TASK INPUT Block Start

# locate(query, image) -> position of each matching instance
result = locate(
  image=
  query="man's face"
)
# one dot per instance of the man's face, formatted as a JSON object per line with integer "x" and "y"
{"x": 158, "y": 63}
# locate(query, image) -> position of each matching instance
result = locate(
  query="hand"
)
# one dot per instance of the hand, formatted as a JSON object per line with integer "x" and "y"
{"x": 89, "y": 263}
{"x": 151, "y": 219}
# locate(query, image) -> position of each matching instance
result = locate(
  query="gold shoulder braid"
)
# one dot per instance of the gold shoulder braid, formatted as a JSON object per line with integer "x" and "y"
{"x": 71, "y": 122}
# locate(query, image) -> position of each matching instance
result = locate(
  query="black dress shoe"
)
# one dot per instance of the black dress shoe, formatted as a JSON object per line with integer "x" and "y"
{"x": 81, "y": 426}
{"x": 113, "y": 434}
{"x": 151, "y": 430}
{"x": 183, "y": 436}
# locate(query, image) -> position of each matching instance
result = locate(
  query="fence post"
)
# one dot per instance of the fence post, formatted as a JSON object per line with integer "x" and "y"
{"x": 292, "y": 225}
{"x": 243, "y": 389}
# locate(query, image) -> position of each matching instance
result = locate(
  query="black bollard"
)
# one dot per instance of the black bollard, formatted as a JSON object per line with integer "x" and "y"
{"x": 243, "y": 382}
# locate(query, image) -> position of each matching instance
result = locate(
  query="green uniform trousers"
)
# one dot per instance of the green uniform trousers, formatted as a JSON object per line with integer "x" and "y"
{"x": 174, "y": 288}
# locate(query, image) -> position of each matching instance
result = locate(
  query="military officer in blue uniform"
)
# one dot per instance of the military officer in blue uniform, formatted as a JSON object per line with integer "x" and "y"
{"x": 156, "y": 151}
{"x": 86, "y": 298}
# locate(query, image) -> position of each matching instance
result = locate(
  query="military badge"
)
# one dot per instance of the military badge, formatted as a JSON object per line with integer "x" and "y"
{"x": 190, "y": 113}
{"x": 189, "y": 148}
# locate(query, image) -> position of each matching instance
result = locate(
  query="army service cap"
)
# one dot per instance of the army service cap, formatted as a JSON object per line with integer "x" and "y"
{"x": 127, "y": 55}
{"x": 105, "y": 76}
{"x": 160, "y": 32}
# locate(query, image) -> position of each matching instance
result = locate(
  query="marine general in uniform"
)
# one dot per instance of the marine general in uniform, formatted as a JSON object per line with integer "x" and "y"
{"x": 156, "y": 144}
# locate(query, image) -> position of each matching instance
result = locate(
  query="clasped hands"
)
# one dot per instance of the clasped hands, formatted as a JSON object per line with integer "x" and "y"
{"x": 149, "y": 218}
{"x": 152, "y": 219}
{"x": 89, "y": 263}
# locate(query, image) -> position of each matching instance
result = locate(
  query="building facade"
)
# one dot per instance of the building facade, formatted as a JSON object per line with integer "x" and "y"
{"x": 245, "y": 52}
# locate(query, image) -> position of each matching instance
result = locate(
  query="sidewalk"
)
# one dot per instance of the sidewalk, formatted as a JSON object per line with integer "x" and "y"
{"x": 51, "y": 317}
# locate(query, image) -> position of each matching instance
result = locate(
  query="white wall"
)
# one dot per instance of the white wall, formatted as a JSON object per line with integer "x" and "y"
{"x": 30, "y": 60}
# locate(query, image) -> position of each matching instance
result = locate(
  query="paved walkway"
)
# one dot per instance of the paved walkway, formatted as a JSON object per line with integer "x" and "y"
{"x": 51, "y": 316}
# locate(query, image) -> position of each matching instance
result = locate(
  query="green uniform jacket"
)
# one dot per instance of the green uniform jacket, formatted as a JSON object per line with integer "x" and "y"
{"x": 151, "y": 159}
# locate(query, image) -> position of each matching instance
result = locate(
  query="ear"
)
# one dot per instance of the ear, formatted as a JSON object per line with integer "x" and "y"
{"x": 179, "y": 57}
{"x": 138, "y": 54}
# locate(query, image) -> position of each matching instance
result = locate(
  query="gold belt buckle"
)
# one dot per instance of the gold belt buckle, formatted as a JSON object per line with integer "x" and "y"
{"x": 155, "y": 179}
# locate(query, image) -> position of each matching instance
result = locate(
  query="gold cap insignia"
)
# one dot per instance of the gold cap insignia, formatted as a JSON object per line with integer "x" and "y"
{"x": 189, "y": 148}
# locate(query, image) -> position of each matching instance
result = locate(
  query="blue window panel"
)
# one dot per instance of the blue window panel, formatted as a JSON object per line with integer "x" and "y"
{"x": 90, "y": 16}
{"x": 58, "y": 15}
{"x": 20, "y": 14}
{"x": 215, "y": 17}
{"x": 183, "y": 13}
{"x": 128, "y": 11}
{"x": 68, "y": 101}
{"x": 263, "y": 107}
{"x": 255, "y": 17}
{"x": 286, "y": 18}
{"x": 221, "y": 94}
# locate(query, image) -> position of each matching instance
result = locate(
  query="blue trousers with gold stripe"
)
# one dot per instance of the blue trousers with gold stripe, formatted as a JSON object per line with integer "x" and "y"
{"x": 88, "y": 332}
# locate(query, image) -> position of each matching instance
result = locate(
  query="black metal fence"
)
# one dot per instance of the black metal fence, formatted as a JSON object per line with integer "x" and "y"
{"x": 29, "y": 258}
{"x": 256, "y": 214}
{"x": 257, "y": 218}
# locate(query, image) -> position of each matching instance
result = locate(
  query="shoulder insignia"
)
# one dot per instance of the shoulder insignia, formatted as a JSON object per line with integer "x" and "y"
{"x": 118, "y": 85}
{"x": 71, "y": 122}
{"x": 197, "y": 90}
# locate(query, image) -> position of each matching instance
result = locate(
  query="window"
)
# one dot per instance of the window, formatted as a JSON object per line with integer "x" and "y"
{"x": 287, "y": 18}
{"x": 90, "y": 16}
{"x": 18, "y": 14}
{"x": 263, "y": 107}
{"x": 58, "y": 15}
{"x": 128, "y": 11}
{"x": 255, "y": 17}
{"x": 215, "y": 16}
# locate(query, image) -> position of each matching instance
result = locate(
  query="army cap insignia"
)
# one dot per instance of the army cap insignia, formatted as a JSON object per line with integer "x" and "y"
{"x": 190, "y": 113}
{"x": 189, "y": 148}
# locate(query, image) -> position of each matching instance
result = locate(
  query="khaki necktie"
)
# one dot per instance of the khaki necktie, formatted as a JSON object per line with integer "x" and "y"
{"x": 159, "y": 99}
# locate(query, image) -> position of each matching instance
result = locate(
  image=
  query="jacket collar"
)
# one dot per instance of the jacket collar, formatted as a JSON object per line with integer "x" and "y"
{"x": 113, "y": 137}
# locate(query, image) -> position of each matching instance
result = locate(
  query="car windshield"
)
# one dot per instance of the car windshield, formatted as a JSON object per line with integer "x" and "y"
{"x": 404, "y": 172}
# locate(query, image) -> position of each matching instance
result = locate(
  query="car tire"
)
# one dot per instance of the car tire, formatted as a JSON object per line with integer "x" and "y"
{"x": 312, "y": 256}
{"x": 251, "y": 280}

TASK INPUT Block End

* [ABOUT THIS EXERCISE]: Would you please give all of the entries above once more, exactly as they are?

* [THE ANSWER]:
# locate(query, image) -> position of each matching instance
result = locate(
  image=
  query="man's face"
)
# one dot per instance of the man's face, formatted as a JSON object per line with integer "x" and "y"
{"x": 158, "y": 63}
# locate(query, image) -> position of each matching instance
result = locate(
  query="hand"
)
# one dot per instance of the hand, formatted as a JSON object per line with integer "x" and "y"
{"x": 89, "y": 263}
{"x": 151, "y": 219}
# locate(query, image) -> position of each matching instance
result = locate(
  query="gold shoulder braid"
)
# one dot per instance of the gold shoulder braid, formatted as a JSON object per line with integer "x" and "y"
{"x": 71, "y": 122}
# locate(query, image) -> position of each matching instance
result = locate(
  query="black dress shoe"
)
# one dot per instance of the black dress shoe, formatted as a JSON object per line with integer "x" and "y"
{"x": 81, "y": 426}
{"x": 113, "y": 434}
{"x": 151, "y": 430}
{"x": 183, "y": 436}
# locate(query, image) -> position of each matching instance
result = locate(
  query="fence post"
)
# one dot per instance of the fence post, formatted as a JSON object per line with integer "x" and "y"
{"x": 292, "y": 225}
{"x": 243, "y": 389}
# locate(query, image) -> position of each matching instance
result = locate(
  query="black bollard"
)
# one dot per instance of the black bollard, formatted as a JSON object per line with integer "x" and "y"
{"x": 243, "y": 382}
# locate(query, image) -> position of each matching instance
result = locate(
  query="green uniform trousers"
)
# one dot per instance of the green uniform trousers, formatted as a JSON object per line with integer "x" and "y"
{"x": 174, "y": 288}
# locate(query, image) -> position of each matching instance
result = locate(
  query="military officer in blue uniform"
)
# one dot per instance of the military officer in blue uniform, formatted as a JSON object per line with integer "x" and "y"
{"x": 156, "y": 151}
{"x": 86, "y": 298}
# locate(query, image) -> position of each matching instance
result = locate(
  query="military badge"
)
# one dot per instance of the military badge, formatted as a JSON object per line with integer "x" and "y"
{"x": 190, "y": 113}
{"x": 189, "y": 148}
# locate(query, image) -> position of each matching instance
result = locate(
  query="army service cap"
)
# one dot per instance of the army service cap, formatted as a JSON object per line with integer "x" and "y"
{"x": 127, "y": 55}
{"x": 105, "y": 76}
{"x": 160, "y": 32}
# locate(query, image) -> position of each matching instance
result = locate(
  query="marine general in uniform"
)
# one dot per instance of the marine general in uniform, formatted as a JSON object per line with integer "x" and "y"
{"x": 156, "y": 144}
# locate(query, image) -> position of each matching instance
result = locate(
  query="clasped hands"
)
# one dot per instance of the clasped hands, formatted as a JSON object per line with integer "x" and "y"
{"x": 149, "y": 218}
{"x": 152, "y": 219}
{"x": 89, "y": 263}
# locate(query, image) -> position of each matching instance
result = locate(
  query="building facade"
)
# one dot per instance of the building facade, formatted as a JSON object per line with integer "x" and "y"
{"x": 245, "y": 52}
# locate(query, image) -> position of each matching instance
result = locate(
  query="sidewalk"
)
# one dot per instance of the sidewalk, formatted as a JSON object per line with integer "x" and "y"
{"x": 51, "y": 317}
# locate(query, image) -> position of each matching instance
result = locate(
  query="white wall"
)
# one dot per instance of the white wall, formatted as a JSON object per line with integer "x" and "y"
{"x": 30, "y": 60}
# locate(query, image) -> position of each matching instance
result = locate(
  query="paved walkway"
)
# one dot per instance of the paved walkway, formatted as a JSON object per line with integer "x" and "y"
{"x": 51, "y": 316}
# locate(query, image) -> position of each matching instance
result = locate(
  query="green uniform jacket"
)
# one dot per instance of the green uniform jacket, formatted as a JSON object per line with integer "x" and "y"
{"x": 151, "y": 159}
# locate(query, image) -> position of each matching instance
result = locate(
  query="ear"
)
# one dot per instance of the ear, formatted as a JSON object per line with integer "x" and "y"
{"x": 179, "y": 57}
{"x": 138, "y": 54}
# locate(query, image) -> position of each matching instance
result = locate(
  query="gold belt buckle"
)
# one dot per instance of the gold belt buckle, formatted as a JSON object per line with integer "x" and "y"
{"x": 155, "y": 179}
# locate(query, image) -> position of each matching instance
result = locate(
  query="gold cap insignia"
)
# one dot per instance of the gold cap insignia, formatted as a JSON object per line with integer "x" and "y"
{"x": 189, "y": 148}
# locate(query, image) -> position of each matching instance
result = locate(
  query="blue window panel"
)
# one dot per instance of the blue window panel, formatted as a JSON object per line with integer "x" and "y"
{"x": 90, "y": 16}
{"x": 58, "y": 15}
{"x": 20, "y": 14}
{"x": 215, "y": 17}
{"x": 183, "y": 13}
{"x": 128, "y": 11}
{"x": 68, "y": 101}
{"x": 263, "y": 107}
{"x": 255, "y": 17}
{"x": 286, "y": 18}
{"x": 221, "y": 94}
# locate(query, image) -> position of each matching instance
result = locate(
  query="blue trousers with gold stripe"
)
# one dot per instance of the blue trousers with gold stripe, formatted as a JSON object per line with integer "x" and "y"
{"x": 88, "y": 332}
# locate(query, image) -> position of each matching instance
result = locate(
  query="black metal fence"
)
# one dot per instance of the black metal fence, formatted as a JSON object per line with integer "x" and "y"
{"x": 29, "y": 258}
{"x": 256, "y": 214}
{"x": 257, "y": 218}
# locate(query, image) -> position of each matching instance
result = locate(
  query="shoulder insignia"
)
# one dot per instance of the shoulder insignia, formatted as a JSON object per line with integer "x" and "y"
{"x": 118, "y": 85}
{"x": 71, "y": 122}
{"x": 197, "y": 90}
# locate(query, image) -> position of each matching instance
result = locate(
  query="window"
)
# one dot per instance of the window, formatted as a JSON object per line with integer "x" and "y"
{"x": 287, "y": 18}
{"x": 90, "y": 16}
{"x": 18, "y": 14}
{"x": 263, "y": 107}
{"x": 58, "y": 15}
{"x": 128, "y": 11}
{"x": 255, "y": 17}
{"x": 215, "y": 16}
# locate(query, image) -> position of each matching instance
result = locate(
  query="army cap insignia"
)
# one dot per instance of the army cap insignia, formatted as a JSON object per line with integer "x" and "y"
{"x": 190, "y": 113}
{"x": 189, "y": 148}
# locate(query, image) -> position of each matching instance
result = locate(
  query="khaki necktie"
)
# one dot per instance of the khaki necktie, formatted as a JSON object per line with integer "x" and "y"
{"x": 159, "y": 99}
# locate(query, image) -> position of each matching instance
result = locate(
  image=
  query="jacket collar"
)
# one dot per instance of the jacket collar, formatted as a JSON object per line with integer "x" and "y"
{"x": 113, "y": 137}
# locate(query, image) -> position of each matching instance
result = locate(
  query="car windshield"
)
# one dot per instance of the car windshield, formatted as a JSON object per line with integer "x" and "y"
{"x": 404, "y": 172}
# locate(query, image) -> position of each matching instance
result = locate(
  query="car tire"
)
# one dot per instance of the car tire, formatted as a JSON object per line with integer "x" and "y"
{"x": 312, "y": 256}
{"x": 251, "y": 280}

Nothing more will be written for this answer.